* _Your tasks_
(a) Summarize the article on generic drugs below in two sentences.
(b) Pick up the article on generic drugs below after its last sentence and keep writing.

* _Selected extract_
####################

Medical Matters: Take care, generic drugs could be a prescription for confusion and misuse


Drug costs are a significant part of our public health budget. Community drugs schemes cost the taxpayer €1.7 billion in 2012. Innovation and more comprehensive prescribing means the cost of prescribed medications follows a rising curve.

Historically, the Republic has been out of step with its European neighbours when it comes to using less-expensive versions of a particular drug. For example, the use of generic medicines in the UK is four times that of Ireland. And one-third of medical card holders here are not using generic drugs.

To his credit, former Minister for Health James Reilly was responsible for the introduction of legislation in an attempt to flatten this inexorable rise in spending.

The Health (Pricing and Supply of Medical Goods) Act 2013 was enacted last summer. Generic substitution, under this legislation, encourages pharmacists to substitute a brand medicine with a generic version which has been designated as interchangeable by the Health Products Regulatory Authority, formerly the Irish Medicines Board.

####################

* _Raw data_
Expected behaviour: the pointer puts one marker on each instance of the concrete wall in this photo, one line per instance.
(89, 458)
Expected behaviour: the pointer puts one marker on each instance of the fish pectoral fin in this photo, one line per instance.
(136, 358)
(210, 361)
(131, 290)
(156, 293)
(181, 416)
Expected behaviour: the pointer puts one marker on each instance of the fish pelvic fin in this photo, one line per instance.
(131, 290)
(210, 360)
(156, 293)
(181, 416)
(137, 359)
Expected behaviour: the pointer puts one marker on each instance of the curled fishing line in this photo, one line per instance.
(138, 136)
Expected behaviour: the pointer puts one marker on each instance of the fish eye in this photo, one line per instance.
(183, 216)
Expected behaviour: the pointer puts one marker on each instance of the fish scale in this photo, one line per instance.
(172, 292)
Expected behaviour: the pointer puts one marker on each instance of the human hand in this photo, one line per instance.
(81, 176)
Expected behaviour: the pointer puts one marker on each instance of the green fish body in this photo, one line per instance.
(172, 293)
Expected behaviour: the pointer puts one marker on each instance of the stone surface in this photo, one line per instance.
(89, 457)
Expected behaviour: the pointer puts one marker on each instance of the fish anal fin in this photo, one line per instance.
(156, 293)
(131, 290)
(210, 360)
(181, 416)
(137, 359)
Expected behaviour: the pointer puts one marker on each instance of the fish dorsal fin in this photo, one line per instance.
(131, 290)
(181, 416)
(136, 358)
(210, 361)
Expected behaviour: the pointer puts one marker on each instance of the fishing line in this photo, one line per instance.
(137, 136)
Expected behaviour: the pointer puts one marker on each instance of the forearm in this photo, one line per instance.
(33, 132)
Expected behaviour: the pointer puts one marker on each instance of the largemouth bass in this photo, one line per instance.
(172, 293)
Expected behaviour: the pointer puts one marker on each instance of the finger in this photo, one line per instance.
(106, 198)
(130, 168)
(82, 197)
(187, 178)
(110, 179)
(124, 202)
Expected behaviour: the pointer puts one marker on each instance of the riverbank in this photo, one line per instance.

####################

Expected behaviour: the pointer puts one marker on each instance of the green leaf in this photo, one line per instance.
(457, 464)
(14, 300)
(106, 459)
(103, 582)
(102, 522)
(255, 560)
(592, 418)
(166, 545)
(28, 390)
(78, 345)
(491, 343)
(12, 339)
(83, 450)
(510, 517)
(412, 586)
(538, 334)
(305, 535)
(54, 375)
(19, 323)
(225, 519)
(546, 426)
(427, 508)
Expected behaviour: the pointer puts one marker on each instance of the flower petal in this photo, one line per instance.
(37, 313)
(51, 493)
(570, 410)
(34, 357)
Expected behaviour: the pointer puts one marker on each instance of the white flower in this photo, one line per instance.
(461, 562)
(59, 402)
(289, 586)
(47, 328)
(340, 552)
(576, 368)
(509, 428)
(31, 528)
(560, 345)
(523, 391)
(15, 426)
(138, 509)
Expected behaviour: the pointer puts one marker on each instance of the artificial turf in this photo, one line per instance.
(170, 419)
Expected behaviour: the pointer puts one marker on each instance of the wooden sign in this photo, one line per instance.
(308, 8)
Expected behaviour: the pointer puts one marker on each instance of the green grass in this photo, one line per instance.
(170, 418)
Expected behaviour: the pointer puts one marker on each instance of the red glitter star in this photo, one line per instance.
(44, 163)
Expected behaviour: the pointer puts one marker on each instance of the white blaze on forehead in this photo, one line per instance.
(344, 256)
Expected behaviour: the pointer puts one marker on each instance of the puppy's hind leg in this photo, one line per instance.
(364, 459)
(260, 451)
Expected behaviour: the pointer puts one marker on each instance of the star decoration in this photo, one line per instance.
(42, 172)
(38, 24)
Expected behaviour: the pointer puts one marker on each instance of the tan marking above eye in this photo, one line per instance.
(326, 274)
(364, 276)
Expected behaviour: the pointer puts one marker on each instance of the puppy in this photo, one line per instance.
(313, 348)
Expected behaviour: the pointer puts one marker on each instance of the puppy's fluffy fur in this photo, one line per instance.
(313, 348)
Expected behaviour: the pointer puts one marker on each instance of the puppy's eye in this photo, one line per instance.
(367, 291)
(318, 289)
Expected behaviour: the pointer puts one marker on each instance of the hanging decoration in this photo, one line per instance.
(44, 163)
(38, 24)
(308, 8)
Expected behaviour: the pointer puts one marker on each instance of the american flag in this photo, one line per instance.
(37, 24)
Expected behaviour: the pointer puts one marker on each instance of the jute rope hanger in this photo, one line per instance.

####################

* _Solved tasks_
(a) Drug costs are a significant and rising part of the public health budget, with community drugs schemes costing the taxpayer €1.7 billion in 2012, and Ireland has lagged behind European neighbors such as the UK in using generic medicines. To flatten this rise in spending, former Minister for Health James Reilly introduced the Health (Pricing and Supply of Medical Goods) Act 2013, which encourages pharmacists to substitute brand medicines with generic versions that the Health Products Regulatory Authority has designated as interchangeable.

(b)
So far, the list of interchangeable medicines includes cholesterol- lowering drugs, blood pressure medication and commonly prescribed acid-suppressant drugs.

Substantial savings

Savings on one class of drugs alone can be substantial. The Health Service Executive’s medicine management programme reckons it could save the taxpayer some €4 million annually by changing to the generic version of just two types of commonly prescribed blood pressure drugs.

However, generic prescribing is not without its downside, as I discovered recently.

Relatives of a 90-year-old patient were concerned when their mother became increasingly confused over a couple of days. Housebound due to mobility problems, this nonagenarian is nonetheless usually quite sharp. So this was a definite turn for the worse.

One of the commonest causes for an acute confusional state in older people is infection, but there was no sign of sepsis in this woman. Nor was there any obvious metabolic cause for her symptoms.

However, when I asked to see her medications, a quick perusal of her tablet-dispenser box offered a clue.

Several different generic types of the ACE inhibitor ramipril (a blood pressure medication) were scattered randomly throughout the daily time slots. And there were two versions of omeprazole, a drug used to control stomach acid.

When I checked the plastic bag full of the original medicine packets, it quickly became apparent that the woman had been changed from a branded version of the drugs some months previously and was now being dispensed generic substitutes.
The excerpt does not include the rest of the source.